Supplied records =>

○ ○ ○

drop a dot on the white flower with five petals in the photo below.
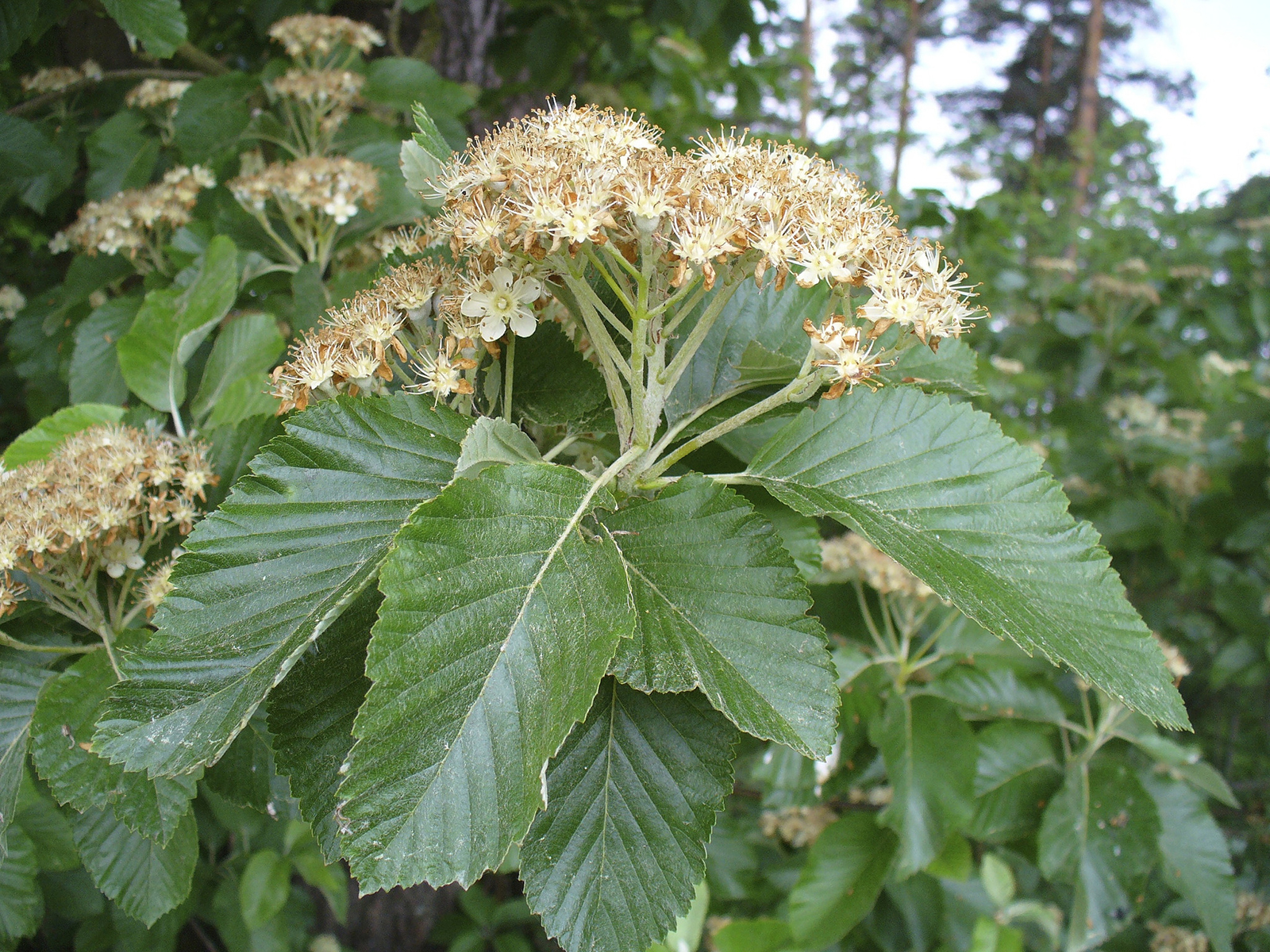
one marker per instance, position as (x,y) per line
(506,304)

○ ○ ○

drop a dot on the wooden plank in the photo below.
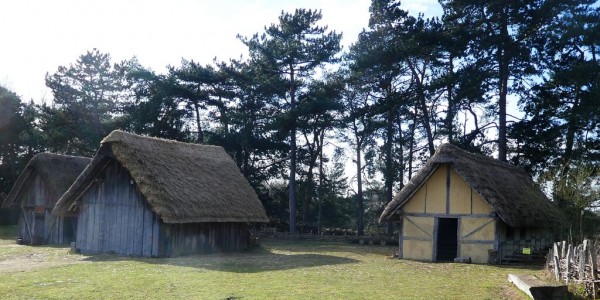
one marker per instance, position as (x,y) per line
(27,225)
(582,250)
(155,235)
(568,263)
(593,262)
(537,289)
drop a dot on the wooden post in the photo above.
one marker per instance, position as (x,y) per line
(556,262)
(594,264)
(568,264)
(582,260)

○ ○ ○

What the task asks =>
Note each line above that holds "drop", then copy all of them.

Your response =>
drop a dot on the white flower with five petals in the photo below.
drop a dot on the wooden plank in the photo below.
drop a dot on the wooden post in the photo above.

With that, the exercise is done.